Copy out each of the lines below exactly as it appears, character for character.

■ Given records ■

++++

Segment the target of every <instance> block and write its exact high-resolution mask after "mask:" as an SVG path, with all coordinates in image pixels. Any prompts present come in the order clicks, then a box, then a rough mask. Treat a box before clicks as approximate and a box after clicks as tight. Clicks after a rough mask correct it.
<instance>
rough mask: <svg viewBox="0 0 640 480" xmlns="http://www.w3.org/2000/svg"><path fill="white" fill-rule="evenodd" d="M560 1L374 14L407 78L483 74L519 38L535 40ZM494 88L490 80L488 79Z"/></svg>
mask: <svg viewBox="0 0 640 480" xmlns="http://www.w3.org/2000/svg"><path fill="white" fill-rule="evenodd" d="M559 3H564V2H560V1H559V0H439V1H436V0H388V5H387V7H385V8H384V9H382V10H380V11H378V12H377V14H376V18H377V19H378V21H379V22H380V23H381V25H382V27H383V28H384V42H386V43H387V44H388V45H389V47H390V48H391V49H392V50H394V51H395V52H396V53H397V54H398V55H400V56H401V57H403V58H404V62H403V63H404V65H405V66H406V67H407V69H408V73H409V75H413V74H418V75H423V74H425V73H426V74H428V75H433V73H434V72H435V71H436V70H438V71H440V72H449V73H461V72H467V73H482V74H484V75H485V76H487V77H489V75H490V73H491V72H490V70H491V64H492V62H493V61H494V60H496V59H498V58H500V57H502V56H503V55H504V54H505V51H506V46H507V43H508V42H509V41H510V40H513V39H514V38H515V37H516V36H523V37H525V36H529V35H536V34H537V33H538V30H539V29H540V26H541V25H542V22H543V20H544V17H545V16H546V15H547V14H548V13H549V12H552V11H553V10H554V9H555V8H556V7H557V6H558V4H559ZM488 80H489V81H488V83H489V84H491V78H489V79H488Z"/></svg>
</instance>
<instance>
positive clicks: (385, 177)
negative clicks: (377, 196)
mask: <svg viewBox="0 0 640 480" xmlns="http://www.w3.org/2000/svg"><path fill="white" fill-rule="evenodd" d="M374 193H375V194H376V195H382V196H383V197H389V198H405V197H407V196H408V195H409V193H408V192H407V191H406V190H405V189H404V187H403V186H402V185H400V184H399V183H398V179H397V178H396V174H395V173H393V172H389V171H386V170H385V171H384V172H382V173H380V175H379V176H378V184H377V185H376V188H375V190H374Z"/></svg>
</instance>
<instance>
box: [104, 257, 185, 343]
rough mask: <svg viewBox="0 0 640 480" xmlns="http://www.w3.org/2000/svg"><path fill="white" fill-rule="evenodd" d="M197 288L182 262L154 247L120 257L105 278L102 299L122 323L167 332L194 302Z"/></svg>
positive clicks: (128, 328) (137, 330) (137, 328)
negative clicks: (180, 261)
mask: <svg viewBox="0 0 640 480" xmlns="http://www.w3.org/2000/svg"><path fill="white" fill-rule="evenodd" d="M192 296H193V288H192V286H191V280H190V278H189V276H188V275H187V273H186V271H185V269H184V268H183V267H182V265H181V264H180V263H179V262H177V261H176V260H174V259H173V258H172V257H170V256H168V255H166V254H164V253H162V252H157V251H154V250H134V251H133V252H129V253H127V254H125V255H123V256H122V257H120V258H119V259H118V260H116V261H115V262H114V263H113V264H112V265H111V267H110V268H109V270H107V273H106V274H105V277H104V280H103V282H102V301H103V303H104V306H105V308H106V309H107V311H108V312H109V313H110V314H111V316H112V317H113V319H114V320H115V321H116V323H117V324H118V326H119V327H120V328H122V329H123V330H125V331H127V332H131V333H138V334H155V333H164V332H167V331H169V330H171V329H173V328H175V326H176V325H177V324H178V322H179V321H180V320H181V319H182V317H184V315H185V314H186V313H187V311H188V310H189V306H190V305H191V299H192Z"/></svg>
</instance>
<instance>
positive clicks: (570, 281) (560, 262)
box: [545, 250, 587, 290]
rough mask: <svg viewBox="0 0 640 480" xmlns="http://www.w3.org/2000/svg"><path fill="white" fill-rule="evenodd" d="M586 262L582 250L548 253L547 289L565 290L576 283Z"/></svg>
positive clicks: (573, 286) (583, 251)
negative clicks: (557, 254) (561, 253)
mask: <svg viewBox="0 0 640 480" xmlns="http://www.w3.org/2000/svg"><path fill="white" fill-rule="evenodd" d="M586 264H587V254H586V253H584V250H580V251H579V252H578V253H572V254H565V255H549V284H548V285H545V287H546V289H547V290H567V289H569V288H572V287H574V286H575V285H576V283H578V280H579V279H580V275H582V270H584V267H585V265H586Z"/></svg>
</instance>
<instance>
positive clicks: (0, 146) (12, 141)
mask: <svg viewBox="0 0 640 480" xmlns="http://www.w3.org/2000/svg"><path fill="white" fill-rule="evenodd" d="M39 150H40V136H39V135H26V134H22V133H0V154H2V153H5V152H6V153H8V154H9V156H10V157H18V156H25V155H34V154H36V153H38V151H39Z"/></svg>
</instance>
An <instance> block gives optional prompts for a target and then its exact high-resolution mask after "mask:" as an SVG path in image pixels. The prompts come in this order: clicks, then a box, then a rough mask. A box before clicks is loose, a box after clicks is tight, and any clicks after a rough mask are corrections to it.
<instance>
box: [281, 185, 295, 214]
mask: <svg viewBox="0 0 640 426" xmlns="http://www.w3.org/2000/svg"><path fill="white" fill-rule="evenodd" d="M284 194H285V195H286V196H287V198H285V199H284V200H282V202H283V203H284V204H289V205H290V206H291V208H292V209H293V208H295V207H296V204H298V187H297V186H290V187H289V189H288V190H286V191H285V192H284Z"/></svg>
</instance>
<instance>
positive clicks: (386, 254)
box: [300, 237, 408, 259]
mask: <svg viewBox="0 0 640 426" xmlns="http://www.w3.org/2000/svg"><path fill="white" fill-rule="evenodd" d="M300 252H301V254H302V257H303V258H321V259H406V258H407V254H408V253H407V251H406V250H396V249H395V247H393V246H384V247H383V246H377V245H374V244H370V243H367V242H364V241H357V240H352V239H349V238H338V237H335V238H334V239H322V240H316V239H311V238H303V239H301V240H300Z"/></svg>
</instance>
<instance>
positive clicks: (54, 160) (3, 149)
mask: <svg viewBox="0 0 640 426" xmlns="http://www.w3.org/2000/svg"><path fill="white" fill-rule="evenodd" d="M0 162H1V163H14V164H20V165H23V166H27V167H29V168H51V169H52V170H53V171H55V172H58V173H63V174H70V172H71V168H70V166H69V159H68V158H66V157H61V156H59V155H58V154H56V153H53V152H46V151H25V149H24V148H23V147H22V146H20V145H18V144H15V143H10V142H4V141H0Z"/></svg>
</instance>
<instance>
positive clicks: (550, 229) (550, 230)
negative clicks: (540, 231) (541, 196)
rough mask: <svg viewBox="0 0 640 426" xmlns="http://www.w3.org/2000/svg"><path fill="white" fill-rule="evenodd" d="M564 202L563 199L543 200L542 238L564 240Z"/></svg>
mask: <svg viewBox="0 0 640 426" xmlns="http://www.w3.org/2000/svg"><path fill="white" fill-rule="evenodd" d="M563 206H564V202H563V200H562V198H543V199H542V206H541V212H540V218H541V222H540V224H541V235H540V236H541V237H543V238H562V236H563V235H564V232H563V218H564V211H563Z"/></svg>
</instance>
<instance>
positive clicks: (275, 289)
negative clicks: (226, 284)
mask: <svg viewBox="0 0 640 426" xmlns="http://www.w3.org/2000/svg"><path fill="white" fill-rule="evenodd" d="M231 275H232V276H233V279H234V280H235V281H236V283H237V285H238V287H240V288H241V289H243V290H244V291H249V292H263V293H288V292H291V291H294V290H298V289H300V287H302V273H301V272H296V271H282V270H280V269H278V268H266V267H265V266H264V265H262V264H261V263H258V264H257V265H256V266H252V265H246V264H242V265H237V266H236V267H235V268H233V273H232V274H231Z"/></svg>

++++

■ Written solution ■
Segment the target of every <instance> block and write its exact high-resolution mask after "mask:" as an SVG path, with all coordinates in image pixels. Any prompts present come in the order clicks, then a box, then a rough mask. Treat a box before clicks as approximate and a box after clicks as tight. Clicks after a rough mask correct it.
<instance>
rough mask: <svg viewBox="0 0 640 480" xmlns="http://www.w3.org/2000/svg"><path fill="white" fill-rule="evenodd" d="M560 1L374 14L407 78L483 74L519 38L535 40ZM494 88L490 80L488 79Z"/></svg>
mask: <svg viewBox="0 0 640 480" xmlns="http://www.w3.org/2000/svg"><path fill="white" fill-rule="evenodd" d="M559 3H564V2H560V1H559V0H439V1H436V0H388V5H387V7H385V8H384V9H382V10H380V11H378V12H377V14H376V18H377V19H378V21H379V22H380V23H381V25H382V27H383V28H384V42H386V43H387V44H388V45H389V47H390V48H391V49H392V50H394V51H395V52H396V53H397V54H398V55H400V56H401V57H403V58H404V62H403V63H404V65H405V66H406V67H407V69H408V73H409V75H413V74H418V75H423V74H425V73H426V74H428V75H433V73H434V72H435V71H436V70H438V71H440V72H449V73H461V72H467V73H482V74H484V75H485V76H487V77H489V75H490V73H491V72H490V70H491V64H492V62H493V61H494V60H496V59H498V58H500V57H502V56H503V55H504V54H505V51H506V46H507V43H508V42H509V41H510V40H513V39H514V38H515V37H516V36H523V37H525V36H529V35H536V34H537V33H538V30H539V29H540V26H541V25H542V22H543V20H544V17H545V16H546V15H547V14H548V13H549V12H552V11H553V10H554V9H555V8H556V7H557V6H558V4H559ZM488 80H489V81H488V83H489V84H491V78H489V79H488Z"/></svg>
</instance>
<instance>
positive clicks: (385, 177)
negative clicks: (377, 196)
mask: <svg viewBox="0 0 640 480" xmlns="http://www.w3.org/2000/svg"><path fill="white" fill-rule="evenodd" d="M374 193H375V194H376V195H382V196H383V197H389V198H405V197H407V196H408V195H409V193H408V192H407V191H406V190H405V189H404V187H403V186H402V185H400V184H399V183H398V179H397V178H396V174H395V173H393V172H389V171H386V170H385V171H384V172H382V173H380V175H379V176H378V184H377V185H376V188H375V190H374Z"/></svg>
</instance>
<instance>
box: [104, 257, 185, 343]
rough mask: <svg viewBox="0 0 640 480" xmlns="http://www.w3.org/2000/svg"><path fill="white" fill-rule="evenodd" d="M197 288L182 262L154 247L120 257L105 278L102 299L122 323L167 332L194 302Z"/></svg>
positive clicks: (128, 328) (137, 330) (137, 328)
negative clicks: (180, 261)
mask: <svg viewBox="0 0 640 480" xmlns="http://www.w3.org/2000/svg"><path fill="white" fill-rule="evenodd" d="M192 296H193V288H192V286H191V280H190V278H189V276H188V275H187V273H186V271H185V269H184V268H183V267H182V265H181V264H180V263H179V262H177V261H176V260H174V259H173V258H172V257H170V256H168V255H166V254H164V253H162V252H157V251H154V250H134V251H133V252H129V253H127V254H125V255H123V256H122V257H120V258H119V259H118V260H116V261H115V262H114V263H113V264H112V265H111V267H110V268H109V270H107V273H106V274H105V277H104V280H103V282H102V301H103V303H104V306H105V308H106V309H107V311H108V312H109V313H110V314H111V316H112V317H113V319H114V320H115V321H116V323H117V324H118V326H119V327H120V328H122V329H123V330H125V331H127V332H131V333H138V334H155V333H164V332H167V331H169V330H171V329H173V328H175V326H176V325H177V324H178V322H179V321H180V320H181V319H182V317H184V315H185V314H186V313H187V311H188V310H189V306H190V305H191V299H192Z"/></svg>
</instance>
<instance>
positive clicks: (570, 281) (560, 262)
box: [545, 250, 587, 290]
rough mask: <svg viewBox="0 0 640 480" xmlns="http://www.w3.org/2000/svg"><path fill="white" fill-rule="evenodd" d="M586 262L582 250L548 253L547 289L565 290L576 283Z"/></svg>
positive clicks: (573, 286) (583, 251)
negative clicks: (557, 254) (561, 253)
mask: <svg viewBox="0 0 640 480" xmlns="http://www.w3.org/2000/svg"><path fill="white" fill-rule="evenodd" d="M586 264H587V254H586V253H584V250H580V251H579V252H578V253H572V254H565V255H549V284H548V285H545V287H546V289H547V290H567V289H569V288H572V287H574V286H575V285H576V283H578V280H579V279H580V275H582V270H584V267H585V265H586Z"/></svg>
</instance>
<instance>
positive clicks: (0, 146) (12, 141)
mask: <svg viewBox="0 0 640 480" xmlns="http://www.w3.org/2000/svg"><path fill="white" fill-rule="evenodd" d="M39 150H40V136H39V135H26V134H22V133H0V154H2V153H5V152H6V153H8V154H9V156H10V157H18V156H25V155H34V154H36V153H38V151H39Z"/></svg>
</instance>
An <instance> block gives optional prompts for a target and then its exact high-resolution mask after "mask:" as an SVG path in image pixels. The prompts come in this order: clicks, then a box, then a rough mask. A box before clicks is loose, a box after clicks is tight, and any clicks after a rough mask are corrections to it.
<instance>
box: [281, 185, 295, 214]
mask: <svg viewBox="0 0 640 426" xmlns="http://www.w3.org/2000/svg"><path fill="white" fill-rule="evenodd" d="M284 194H285V195H286V196H287V198H285V199H284V200H282V202H283V203H284V204H289V205H290V206H291V208H292V209H293V208H295V207H296V204H298V187H297V186H290V187H289V189H288V190H286V191H285V192H284Z"/></svg>
</instance>
<instance>
positive clicks: (386, 254)
box: [300, 237, 408, 259]
mask: <svg viewBox="0 0 640 426" xmlns="http://www.w3.org/2000/svg"><path fill="white" fill-rule="evenodd" d="M300 252H301V254H302V257H303V258H321V259H406V258H407V254H408V253H407V251H406V250H396V249H395V247H393V246H384V247H383V246H377V245H374V244H370V243H367V242H364V241H357V240H352V239H349V238H338V237H335V238H334V239H322V240H316V239H311V238H303V239H301V240H300Z"/></svg>
</instance>
<instance>
positive clicks: (54, 160) (3, 149)
mask: <svg viewBox="0 0 640 426" xmlns="http://www.w3.org/2000/svg"><path fill="white" fill-rule="evenodd" d="M0 162H1V163H14V164H20V165H23V166H27V167H29V168H51V169H52V170H53V171H55V172H58V173H63V174H70V172H71V168H70V166H69V159H68V158H66V157H61V156H59V155H58V154H56V153H53V152H46V151H25V149H24V148H23V147H22V146H20V145H18V144H15V143H10V142H4V141H0Z"/></svg>
</instance>
<instance>
positive clicks: (550, 229) (550, 230)
negative clicks: (540, 231) (541, 196)
rough mask: <svg viewBox="0 0 640 426" xmlns="http://www.w3.org/2000/svg"><path fill="white" fill-rule="evenodd" d="M564 202L563 199L543 200L542 238L564 240Z"/></svg>
mask: <svg viewBox="0 0 640 426" xmlns="http://www.w3.org/2000/svg"><path fill="white" fill-rule="evenodd" d="M563 206H564V202H563V200H562V198H543V199H542V206H541V212H540V218H541V222H540V224H541V235H540V236H541V237H543V238H562V236H563V235H564V232H563V218H564V211H563Z"/></svg>
</instance>
<instance>
positive clicks: (275, 289)
negative clicks: (226, 284)
mask: <svg viewBox="0 0 640 426" xmlns="http://www.w3.org/2000/svg"><path fill="white" fill-rule="evenodd" d="M231 275H232V276H233V279H234V280H235V281H236V283H237V285H238V287H240V288H241V289H243V290H244V291H249V292H263V293H288V292H291V291H294V290H298V289H300V287H302V273H301V272H296V271H282V270H280V269H278V268H266V267H265V266H264V265H262V264H261V263H258V264H257V265H256V266H252V265H246V264H242V265H237V266H236V267H235V268H233V273H232V274H231Z"/></svg>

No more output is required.